[Records from a data source]
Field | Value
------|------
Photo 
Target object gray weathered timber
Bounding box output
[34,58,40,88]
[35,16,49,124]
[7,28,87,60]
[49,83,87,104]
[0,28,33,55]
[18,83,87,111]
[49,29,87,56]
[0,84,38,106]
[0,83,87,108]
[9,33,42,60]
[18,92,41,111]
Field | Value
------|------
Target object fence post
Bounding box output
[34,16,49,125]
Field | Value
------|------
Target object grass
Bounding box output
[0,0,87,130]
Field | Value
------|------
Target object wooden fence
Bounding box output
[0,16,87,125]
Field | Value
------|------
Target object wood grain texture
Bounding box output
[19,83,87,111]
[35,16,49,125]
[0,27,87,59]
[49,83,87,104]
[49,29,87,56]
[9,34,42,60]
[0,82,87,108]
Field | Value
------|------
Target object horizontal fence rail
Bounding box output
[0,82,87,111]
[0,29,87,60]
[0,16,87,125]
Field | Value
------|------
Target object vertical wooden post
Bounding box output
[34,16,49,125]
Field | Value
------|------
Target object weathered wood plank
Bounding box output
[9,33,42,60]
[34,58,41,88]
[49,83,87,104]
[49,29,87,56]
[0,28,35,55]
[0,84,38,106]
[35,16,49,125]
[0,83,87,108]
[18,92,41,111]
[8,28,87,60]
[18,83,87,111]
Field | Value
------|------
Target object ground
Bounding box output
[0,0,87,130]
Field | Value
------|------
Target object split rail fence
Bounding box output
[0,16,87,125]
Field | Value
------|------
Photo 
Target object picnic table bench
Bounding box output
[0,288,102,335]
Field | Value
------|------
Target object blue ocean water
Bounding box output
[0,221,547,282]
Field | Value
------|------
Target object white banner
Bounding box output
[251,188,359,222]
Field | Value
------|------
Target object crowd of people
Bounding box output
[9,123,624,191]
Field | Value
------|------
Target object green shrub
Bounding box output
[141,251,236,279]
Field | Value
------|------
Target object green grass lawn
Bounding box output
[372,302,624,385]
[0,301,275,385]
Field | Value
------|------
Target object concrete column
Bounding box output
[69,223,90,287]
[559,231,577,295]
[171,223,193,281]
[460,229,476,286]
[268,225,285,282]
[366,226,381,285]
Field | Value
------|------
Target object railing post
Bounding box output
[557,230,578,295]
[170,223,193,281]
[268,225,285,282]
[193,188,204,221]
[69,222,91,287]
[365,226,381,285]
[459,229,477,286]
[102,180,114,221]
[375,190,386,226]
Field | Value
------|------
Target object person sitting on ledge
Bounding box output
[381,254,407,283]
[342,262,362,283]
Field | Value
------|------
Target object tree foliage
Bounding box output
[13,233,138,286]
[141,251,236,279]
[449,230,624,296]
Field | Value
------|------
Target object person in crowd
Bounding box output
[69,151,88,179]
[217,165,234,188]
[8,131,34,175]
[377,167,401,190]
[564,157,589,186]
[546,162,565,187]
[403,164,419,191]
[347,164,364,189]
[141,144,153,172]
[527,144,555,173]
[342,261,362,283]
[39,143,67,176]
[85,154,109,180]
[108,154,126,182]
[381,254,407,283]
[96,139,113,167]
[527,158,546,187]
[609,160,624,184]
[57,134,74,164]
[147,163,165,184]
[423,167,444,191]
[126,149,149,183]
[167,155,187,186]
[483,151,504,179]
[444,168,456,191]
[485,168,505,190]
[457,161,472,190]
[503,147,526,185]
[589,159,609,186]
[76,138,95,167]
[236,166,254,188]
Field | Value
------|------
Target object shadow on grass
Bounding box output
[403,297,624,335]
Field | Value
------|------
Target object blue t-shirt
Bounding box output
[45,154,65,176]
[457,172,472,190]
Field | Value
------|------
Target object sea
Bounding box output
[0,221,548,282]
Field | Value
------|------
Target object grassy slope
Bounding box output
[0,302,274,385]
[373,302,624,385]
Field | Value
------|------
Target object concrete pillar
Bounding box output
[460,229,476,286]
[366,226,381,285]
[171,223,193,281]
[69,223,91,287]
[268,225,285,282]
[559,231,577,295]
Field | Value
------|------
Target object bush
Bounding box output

* [Prompt]
List each line in the records above that contains the word "weathered".

* [Reply]
Target object gray weathered timber
Target object weathered wood plank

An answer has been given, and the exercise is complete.